● **EXERCISE PROMPT**: Format the material below as a JSON list of strings, one string per line, with blank lines left out. Leave the pictures out of your answer.

### DATA LISTING

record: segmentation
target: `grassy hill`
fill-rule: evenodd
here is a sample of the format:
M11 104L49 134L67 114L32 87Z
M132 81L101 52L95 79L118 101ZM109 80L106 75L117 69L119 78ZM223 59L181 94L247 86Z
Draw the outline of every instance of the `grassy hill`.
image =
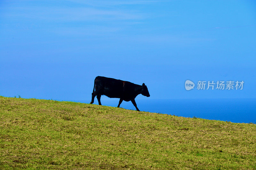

######

● **RESULT OF THE TASK**:
[
  "record: segmentation",
  "target: `grassy hill`",
  "fill-rule: evenodd",
  "here is a sample of the format:",
  "M11 104L49 134L67 114L32 87Z",
  "M132 81L101 52L95 79L118 101ZM109 80L106 75L117 69L119 78ZM223 59L181 94L247 86Z",
  "Draw the outline of every instance of the `grassy hill`.",
  "image ="
]